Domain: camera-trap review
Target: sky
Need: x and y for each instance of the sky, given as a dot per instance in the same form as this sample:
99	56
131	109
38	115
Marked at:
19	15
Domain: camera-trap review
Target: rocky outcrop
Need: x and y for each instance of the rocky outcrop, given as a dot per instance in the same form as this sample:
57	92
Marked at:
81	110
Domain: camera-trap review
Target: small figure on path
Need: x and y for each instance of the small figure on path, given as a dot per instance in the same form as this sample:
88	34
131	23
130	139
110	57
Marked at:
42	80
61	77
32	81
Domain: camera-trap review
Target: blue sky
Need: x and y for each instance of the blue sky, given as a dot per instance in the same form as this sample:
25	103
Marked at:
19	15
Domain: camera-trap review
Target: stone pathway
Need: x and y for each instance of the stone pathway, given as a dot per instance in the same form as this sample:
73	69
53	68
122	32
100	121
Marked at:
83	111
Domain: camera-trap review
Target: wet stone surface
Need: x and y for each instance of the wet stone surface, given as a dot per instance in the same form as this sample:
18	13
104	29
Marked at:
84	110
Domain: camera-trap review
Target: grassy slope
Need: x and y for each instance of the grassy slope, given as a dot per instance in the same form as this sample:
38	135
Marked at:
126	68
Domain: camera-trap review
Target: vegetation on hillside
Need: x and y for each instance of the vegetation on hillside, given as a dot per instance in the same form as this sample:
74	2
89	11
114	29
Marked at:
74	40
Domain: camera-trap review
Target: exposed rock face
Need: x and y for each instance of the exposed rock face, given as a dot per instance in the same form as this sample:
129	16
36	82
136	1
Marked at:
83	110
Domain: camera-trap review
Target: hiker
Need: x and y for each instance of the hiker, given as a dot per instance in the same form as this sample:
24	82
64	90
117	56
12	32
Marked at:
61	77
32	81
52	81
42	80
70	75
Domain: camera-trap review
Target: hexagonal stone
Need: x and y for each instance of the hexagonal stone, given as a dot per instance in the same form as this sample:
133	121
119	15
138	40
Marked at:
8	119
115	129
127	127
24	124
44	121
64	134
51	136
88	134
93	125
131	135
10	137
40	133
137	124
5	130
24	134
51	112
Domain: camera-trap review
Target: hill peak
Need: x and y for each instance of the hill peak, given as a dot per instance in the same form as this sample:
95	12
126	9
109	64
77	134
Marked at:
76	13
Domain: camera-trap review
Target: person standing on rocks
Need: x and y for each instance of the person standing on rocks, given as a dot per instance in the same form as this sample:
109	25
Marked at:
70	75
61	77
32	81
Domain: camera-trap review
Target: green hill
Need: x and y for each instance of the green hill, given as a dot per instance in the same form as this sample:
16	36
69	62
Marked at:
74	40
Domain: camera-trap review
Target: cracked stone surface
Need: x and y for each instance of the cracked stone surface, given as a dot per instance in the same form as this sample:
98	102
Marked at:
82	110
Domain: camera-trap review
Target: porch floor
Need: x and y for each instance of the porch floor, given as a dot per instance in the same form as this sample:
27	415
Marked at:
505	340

_ _ _ _ _ _ _

▸ **Exercise requirements**: Using the entries above, please restate each one word for word.

▸ **Output of the task**:
Domain: camera-trap review
Target: sky
Need: x and y for each instance of the sky, given as a dot per instance in the same form as this sample:
99	56
131	109
38	115
Marked at:
19	15
Domain: camera-trap review
Target: rocky outcrop
Need: x and y for each instance of the rocky outcrop, given as a dot per instance in the same form as this sample:
57	92
Marked at:
81	110
Domain: camera-trap review
Target: small figure on path
Need: x and y for each instance of the small figure on path, given as a dot per instance in the same form as this sample:
88	34
131	23
130	139
110	57
Marked at:
42	80
61	77
32	81
Domain: camera-trap review
Target: blue sky
Need: x and y for each instance of the blue sky, given as a dot per instance in the same form as this sample:
25	103
Marked at:
19	15
Domain: camera-trap review
Target: stone pathway
Need: x and y for each instance of the stone pathway, given as a dot per instance in the same form as this sample:
73	69
53	68
122	32
100	121
Marked at:
83	111
Domain: camera-trap review
Target: wet stone surface
Need: x and y for each instance of the wet stone surface, given as a dot per instance in the same form as this sample:
18	13
104	29
Marked at:
84	110
Domain: camera-trap review
Target: grassy slope
Need: x and y for each instance of the grassy slope, given as a dot per instance in the same form as this sample:
38	135
Marked at:
126	68
Domain: camera-trap review
Target: vegetation on hillside
Need: x and y for each instance of the vegetation on hillside, given as a dot per instance in the same form as this sample:
74	2
89	11
114	29
Marked at:
74	40
Domain: camera-trap review
Target: exposed rock face
Need: x and y for each instance of the exposed rock face, given as a dot per instance in the same form as this sample:
129	16
36	82
136	1
Marked at:
83	110
Domain: camera-trap review
Target: hiker
Need: x and y for each instance of the hiker, given as a dot per instance in the same form as this sample:
24	82
64	90
117	56
12	32
Marked at:
61	77
32	81
52	81
42	80
70	75
Domain: camera-trap review
Target: hexagonal stone
Need: x and y for each instance of the hexagonal stone, given as a dot per instance in the same form as this sample:
133	121
119	15
138	40
Marked at:
8	119
115	129
127	127
24	124
44	121
64	134
51	136
88	134
93	125
131	135
10	137
40	133
137	124
5	130
24	134
51	112
Domain: camera-trap review
Target: hill peak
Need: x and y for each instance of the hill peak, given as a dot per instance in the same form as this sample:
95	12
126	9
109	64
77	134
Marked at:
76	13
Domain: camera-trap review
Target: person standing on rocks
Need: x and y for each instance of the person standing on rocks, given as a dot per instance in the same form as this sample:
109	25
Marked at:
70	75
61	77
32	81
Domain: camera-trap review
Target: green hill
Need: x and y for each instance of the green hill, given as a dot per instance in the same form as this sample:
16	36
69	62
Marked at:
74	40
Domain: camera-trap review
Target: cracked stone surface
Need: x and y for each instance of the cracked stone surface, given as a dot per instance in the same form as this sample:
98	102
Marked at:
82	110
Domain: camera-trap review
Target: porch floor
Need: x and y for each instance of the porch floor, given as a dot per instance in the same form as this sample:
27	415
Marked at:
505	340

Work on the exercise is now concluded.